Instructions to follow:
Rescale the lines starting at the line that contains "Query: ceiling light fixture" and ending at the line that contains "[125,193,429,427]". Write out every one of those lines in full, multiplying each bounding box coordinate by 0.4 and rounding it to a whole number, with halves rounded up.

◇ ◇ ◇ ◇ ◇ ◇ ◇

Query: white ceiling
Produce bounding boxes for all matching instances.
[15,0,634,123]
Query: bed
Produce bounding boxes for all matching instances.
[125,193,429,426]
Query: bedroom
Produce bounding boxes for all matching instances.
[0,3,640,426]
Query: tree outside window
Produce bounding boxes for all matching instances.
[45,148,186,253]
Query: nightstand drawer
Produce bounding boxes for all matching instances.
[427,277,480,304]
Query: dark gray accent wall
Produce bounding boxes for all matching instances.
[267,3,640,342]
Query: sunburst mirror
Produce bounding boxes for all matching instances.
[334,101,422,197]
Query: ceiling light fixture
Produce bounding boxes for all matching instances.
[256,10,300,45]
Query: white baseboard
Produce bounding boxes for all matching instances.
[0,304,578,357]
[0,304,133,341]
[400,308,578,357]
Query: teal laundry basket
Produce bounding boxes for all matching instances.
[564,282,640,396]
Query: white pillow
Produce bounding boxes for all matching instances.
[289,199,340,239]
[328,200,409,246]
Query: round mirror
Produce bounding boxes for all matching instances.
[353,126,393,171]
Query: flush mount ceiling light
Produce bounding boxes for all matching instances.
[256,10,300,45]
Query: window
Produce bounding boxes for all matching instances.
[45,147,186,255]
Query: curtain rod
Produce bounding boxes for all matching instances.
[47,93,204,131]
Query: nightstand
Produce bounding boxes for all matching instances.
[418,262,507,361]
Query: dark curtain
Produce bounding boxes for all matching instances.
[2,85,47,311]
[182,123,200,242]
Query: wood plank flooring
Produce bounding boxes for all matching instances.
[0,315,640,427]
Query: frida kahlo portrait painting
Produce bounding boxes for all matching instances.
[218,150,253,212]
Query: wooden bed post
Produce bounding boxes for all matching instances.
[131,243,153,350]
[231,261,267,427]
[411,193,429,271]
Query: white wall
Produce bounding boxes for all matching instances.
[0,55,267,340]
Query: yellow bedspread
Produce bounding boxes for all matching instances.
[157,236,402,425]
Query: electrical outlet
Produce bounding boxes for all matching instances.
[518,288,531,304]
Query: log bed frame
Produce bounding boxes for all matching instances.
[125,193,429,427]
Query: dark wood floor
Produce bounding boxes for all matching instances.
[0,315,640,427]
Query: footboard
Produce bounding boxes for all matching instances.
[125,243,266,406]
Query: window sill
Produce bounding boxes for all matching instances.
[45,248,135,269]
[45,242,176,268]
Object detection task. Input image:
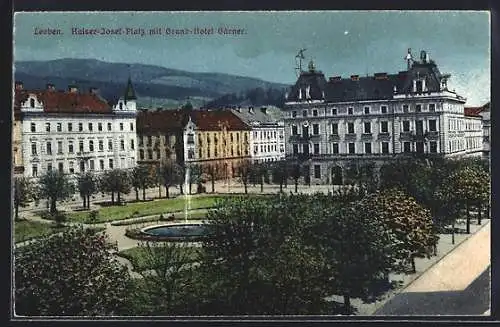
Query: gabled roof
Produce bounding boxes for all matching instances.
[287,54,449,102]
[191,110,250,131]
[231,107,281,125]
[124,77,137,101]
[286,70,326,101]
[14,90,112,114]
[137,109,188,133]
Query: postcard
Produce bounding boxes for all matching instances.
[11,11,491,320]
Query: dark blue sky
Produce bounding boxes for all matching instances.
[14,11,490,105]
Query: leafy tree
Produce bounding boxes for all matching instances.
[14,177,35,220]
[175,164,186,194]
[38,170,74,214]
[187,165,202,194]
[238,160,254,194]
[200,194,327,314]
[271,160,289,192]
[445,166,489,234]
[159,160,180,199]
[320,201,395,314]
[290,162,305,193]
[252,162,268,193]
[101,169,130,204]
[77,172,98,209]
[205,165,218,193]
[15,227,130,316]
[130,165,154,201]
[358,189,438,272]
[134,242,200,315]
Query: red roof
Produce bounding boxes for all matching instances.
[464,107,484,117]
[191,110,250,131]
[137,109,250,133]
[137,109,187,133]
[14,90,112,114]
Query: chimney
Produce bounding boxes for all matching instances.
[375,73,387,80]
[15,81,24,91]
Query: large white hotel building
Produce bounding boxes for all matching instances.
[284,50,483,184]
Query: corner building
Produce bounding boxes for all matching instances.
[14,79,137,178]
[284,51,482,184]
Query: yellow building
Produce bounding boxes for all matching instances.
[185,110,250,179]
[137,110,184,165]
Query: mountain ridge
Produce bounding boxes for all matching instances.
[14,58,289,109]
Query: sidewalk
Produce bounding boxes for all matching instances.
[374,221,491,315]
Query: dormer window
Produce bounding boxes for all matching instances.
[415,80,423,93]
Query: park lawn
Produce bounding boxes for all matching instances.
[117,246,202,271]
[14,220,65,243]
[14,220,105,243]
[62,195,227,223]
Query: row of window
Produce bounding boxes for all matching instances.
[31,158,123,177]
[253,131,283,140]
[291,103,436,118]
[30,123,134,133]
[253,144,285,154]
[198,132,248,144]
[197,147,248,159]
[448,118,482,131]
[465,137,483,150]
[31,139,135,155]
[137,134,173,147]
[292,141,437,155]
[292,119,437,136]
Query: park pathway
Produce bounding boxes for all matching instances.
[374,221,491,315]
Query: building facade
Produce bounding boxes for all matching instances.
[232,107,285,163]
[12,87,24,176]
[184,110,250,179]
[465,102,491,159]
[137,110,185,165]
[285,51,482,184]
[14,79,137,178]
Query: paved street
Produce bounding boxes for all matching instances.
[374,223,490,315]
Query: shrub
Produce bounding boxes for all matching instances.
[87,210,99,224]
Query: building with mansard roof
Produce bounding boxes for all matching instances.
[14,78,137,178]
[284,50,483,184]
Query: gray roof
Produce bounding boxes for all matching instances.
[231,106,283,126]
[287,60,452,102]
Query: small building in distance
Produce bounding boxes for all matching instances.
[231,106,285,163]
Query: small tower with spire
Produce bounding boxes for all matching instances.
[113,73,137,113]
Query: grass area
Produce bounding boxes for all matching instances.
[14,220,105,243]
[49,195,227,223]
[117,245,202,271]
[111,209,208,226]
[14,220,66,243]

◇ ◇ ◇ ◇ ◇ ◇ ◇

Output:
Query: ceiling light fixture
Produce bounding boxes for all matching instances.
[102,4,120,18]
Query: white baseboard
Produce bounding boxes for all matching instances.
[0,122,231,143]
[0,122,53,136]
[160,123,231,143]
Query: teal laundry basket
Produce bounding boxes for all matching instances.
[226,113,256,158]
Query: white pillow
Produce bounding boxes for all matching instances.
[116,80,136,96]
[131,80,164,98]
Query: round mirror
Produce bounding boxes for all matching instances.
[141,50,157,68]
Query: flush mount ceiling light
Produce bounding boxes for all matching instances.
[102,4,120,18]
Query: window
Produce bounding boxes for all matching instances.
[18,59,74,102]
Query: curtain rod
Produce bounding boxes for all matching instances.
[19,37,82,52]
Query: nightstand
Produce bounding boxes for all matching instances.
[167,105,203,144]
Query: dark curtain
Produce bounding boxes for all matching instances.
[1,34,19,124]
[73,49,80,97]
Query: wood plank flooring
Produce bounding boxes for all matching instances.
[0,126,256,171]
Query: frida kahlo portrait painting
Produce bounding boxes for all matching instances.
[87,60,101,85]
Query: wooden bed post
Produce bounding boxes for all matching instances.
[52,97,61,140]
[92,104,107,171]
[164,77,172,108]
Query: white wall
Produce bounding boxes for all matching instances.
[0,22,107,136]
Query: yellow bedspread
Produce bounding boxes for all matching instances.
[63,94,161,170]
Query: electrical outlet
Produce bounding boxes for all matching instances.
[207,115,212,122]
Query: log bed frame
Produce bounding boxes for all matching instances.
[50,77,172,171]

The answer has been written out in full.